### SOURCE RECORDS
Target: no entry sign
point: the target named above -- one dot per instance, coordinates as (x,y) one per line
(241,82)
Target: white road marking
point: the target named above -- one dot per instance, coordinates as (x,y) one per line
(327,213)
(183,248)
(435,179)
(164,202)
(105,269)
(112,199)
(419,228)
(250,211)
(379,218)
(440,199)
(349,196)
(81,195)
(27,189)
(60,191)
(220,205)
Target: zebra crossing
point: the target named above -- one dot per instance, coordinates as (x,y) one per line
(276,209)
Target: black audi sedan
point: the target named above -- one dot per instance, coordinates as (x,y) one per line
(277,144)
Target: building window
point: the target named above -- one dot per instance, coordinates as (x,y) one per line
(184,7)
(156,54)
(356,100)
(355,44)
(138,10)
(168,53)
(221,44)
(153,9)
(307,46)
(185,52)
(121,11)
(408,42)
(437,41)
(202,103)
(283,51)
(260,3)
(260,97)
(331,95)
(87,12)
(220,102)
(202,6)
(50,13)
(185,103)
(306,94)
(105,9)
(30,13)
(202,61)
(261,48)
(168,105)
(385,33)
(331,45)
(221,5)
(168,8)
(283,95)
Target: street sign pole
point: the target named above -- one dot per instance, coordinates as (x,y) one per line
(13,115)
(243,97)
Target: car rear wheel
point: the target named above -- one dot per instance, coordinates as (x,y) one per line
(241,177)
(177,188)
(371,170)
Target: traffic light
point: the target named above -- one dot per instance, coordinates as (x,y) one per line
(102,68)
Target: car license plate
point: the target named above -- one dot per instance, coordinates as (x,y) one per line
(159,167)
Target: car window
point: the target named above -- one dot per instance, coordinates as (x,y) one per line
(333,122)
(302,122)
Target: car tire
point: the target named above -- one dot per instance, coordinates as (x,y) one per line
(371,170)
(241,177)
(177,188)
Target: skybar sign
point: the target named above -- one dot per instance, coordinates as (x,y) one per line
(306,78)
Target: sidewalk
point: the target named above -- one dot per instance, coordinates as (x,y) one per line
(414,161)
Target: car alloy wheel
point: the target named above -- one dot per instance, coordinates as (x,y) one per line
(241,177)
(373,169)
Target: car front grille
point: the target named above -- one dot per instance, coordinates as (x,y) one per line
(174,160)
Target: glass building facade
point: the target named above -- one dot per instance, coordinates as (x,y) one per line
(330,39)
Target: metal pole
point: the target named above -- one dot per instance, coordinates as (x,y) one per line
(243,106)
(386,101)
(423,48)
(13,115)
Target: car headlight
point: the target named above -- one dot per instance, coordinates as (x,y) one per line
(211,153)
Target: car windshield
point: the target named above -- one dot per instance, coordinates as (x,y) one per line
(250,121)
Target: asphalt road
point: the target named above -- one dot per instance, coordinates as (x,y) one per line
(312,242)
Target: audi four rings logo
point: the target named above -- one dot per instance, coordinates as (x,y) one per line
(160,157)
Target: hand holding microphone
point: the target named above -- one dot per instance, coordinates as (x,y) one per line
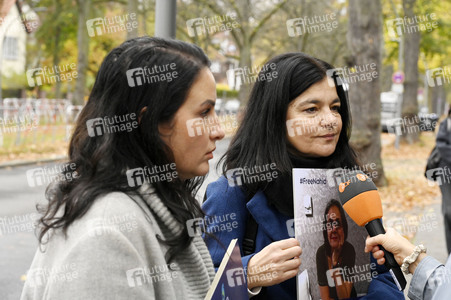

### WORK TASK
Only the lines above from the one with "Target: car license plate" up to and including the one with "Target: metal pole" should be repeated, exactly as written.

### ANSWER BELOW
Target: car license plate
point: the target named above -- one dot per instance, coordinates as (x,y) one per line
(159,167)
Target: car window
point: the target named above -- one dot per instance, coordinates as (x,y) one per line
(333,122)
(302,122)
Target: car tire
point: the target named above -- one dot per instance, coordinates as (x,y) one per line
(371,170)
(241,177)
(177,188)
Target: skybar sign
point: the target named above -- one dot per instance, coordinates as (x,y) one per line
(306,78)
Target: sidewalk
point: the target named above -- one dot per instance, coordinates as (x,y) one per line
(414,161)
Target: car alloy wheel
point: the target named above -- one dot per instance, coordinates as (x,y) one per line
(241,177)
(373,169)
Target: car front grille
point: the target named above -- one dot per instance, coordinates as (x,y) one per line
(174,160)
Target: glass building facade
point: the target named above -- one dot per instance, coordinates as (x,y) one per line
(330,39)
Target: metal pole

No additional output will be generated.